### BRIEF 1
Please summarize the appeal judgment below in two sentences.
### BRIEF 2
Extend the appeal judgment below, beginning after its final sentence.

— Begin PAGE TEXT —

Kirimi v Gakii (Civil Appeal 97 of 2021) [2024] KECA 1061 (KLR) (24 May 2024) (Judgment)

Kirimi v Gakii (Civil Appeal 97 of 2021) [2024] KECA 1061 (KLR) (24 May 2024) (Judgment)

1.This is a first appeal against the ruling of the High Court of Kenya at Meru (Ong’injo, J.), delivered on 24th January 2019, relating to the estate of Francis Guantai Mugambi (the deceased), who died on 8th November 2010. According to the pleadings filed, the deceased died intestate. He was 50 years old at the time of his death. He was survived by his widow, the appellant, and five adult children namely: Faith Gatwiri, Nicholas Koome, Samuel Kirimi, Fred Murimi and Joan Mukami.
2.The deceased’s properties were listed as: LR . No. Ntima/Igoki/5968, measuring approximately 0.015 Ha; and Abogeta/Lower-Chure/1167.
3.On 24th August 2012, the appellant petitioned the High Court for a grant of letters of administration intestate, which grant was issued to her on 21st January 2013. The appellant later filed summons for confirmation of the grant on 17th October 2013.
4.Before the confirmation of the grant, the respondent filed an affidavit of protest dated 28th May 2014.The respondent and her son applied to be included as one of the beneficiaries of the estate of the deceased. It was the respondent’s case that she is the first wife of the deceased, having gotten married to him in 1988, vide Ameru customary law, and that their union was blessed with one child, Samuel Kirimi Guantai. The respondent deponed that during the subsistence of their marriage, they bought several properties, including land parcels at Gaji (Igoki) and Kiriati (Igoki). She deponed that together with the deceased, they developed the property at Makutano. The respondent averred that she was employed at the Ministry of Lands and Settlement. She had applied for a bank loan of sum Kshs.600,000 in 2007, which was utilized towards the completion of the building at Makutano. She deponed that she left the matrimonial home after the deceased had physically assaulted her.

— End PAGE TEXT —
— Begin EXTRACTED ENTRIES —

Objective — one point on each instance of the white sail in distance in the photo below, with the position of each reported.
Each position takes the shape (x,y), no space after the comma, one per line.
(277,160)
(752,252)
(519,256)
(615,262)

— End EXTRACTED ENTRIES —

### RESPONSE 1
The appeal challenges a ruling of the High Court at Meru, delivered on 24th January 2019, on the estate of Francis Guantai Mugambi, who died intestate on 8th November 2010 and was survived by his widow, the appellant, and five adult children. After the appellant obtained a grant of letters of administration and applied for its confirmation, the respondent filed a protest claiming to be the deceased's first wife under Ameru customary law, with one child by him, and sought to have herself and her son included as beneficiaries of the estate.

### RESPONSE 2
5.The application was heard by way of viva voce evidence. After hearing the parties, Ong’injo, J., in a ruling delivered on 12th January 2019, determined that the respondent was married to the deceased, and that she resided at the matrimonial home prior to the deceased getting married to the appellant, and was therefore a beneficiary to the estate of the deceased. The learned Judge directed that rental income accruing from LR . Ntima/Igoki/5968 to be shared equally among the two widows and all children; and that LR . Abogeta/L-Chure/1167 be shared equally among the beneficiaries, save that the matrimonial house remains in occupation of the appellant.
6.Aggrieved by this decision, the appellant filed the instant appeal. She proffered four grounds of appeal. The appellant was of the view that the respondent fell short of establishing that she was married to the deceased, and faulted the learned Judge for deciding in her favour. She was aggrieved that the learned Judge failed to properly analyze the evidence before her, with respect to ownership of LR . No. Ntima/Igoki/5968, which established that the said property was registered in the name of the deceased, in trust for the appellant. Lastly, the appellant was of the view that the learned Judge’s direction with respect to distribution of the deceased’s estate, was against the law and weight of the evidence on record.
7.The appeal was canvassed by way of written submissions. Mr. Kariuki for the appellant submitted that Douglas Kiarie, OW2, who contended that he was sent by the deceased’s father to pay dowry for the respondent was unable to tell the court how much dowry was paid, or who was the lead negotiator. Counsel submitted that proof of existence of a customary marriage is a matter of fact which must be substantiated by adduction of evidence. Counsel was of the view that if the customary marriage really occurred then the deceased’s brother (PW2) and step-mother (PW3) would have been aware of the same.
8.With respect to Ntima/Igoki/5968, counsel urged that the deceased held the land in trust for the appellant. It was his submission that the said parcel of land was originally owned by the appellant’s father, who gifted it to the appellant. He explained that the respondent failed to produce proof that she purchased the said parcel together with the deceased during their coverture. Learned Counsel urged the court to allow the appeal.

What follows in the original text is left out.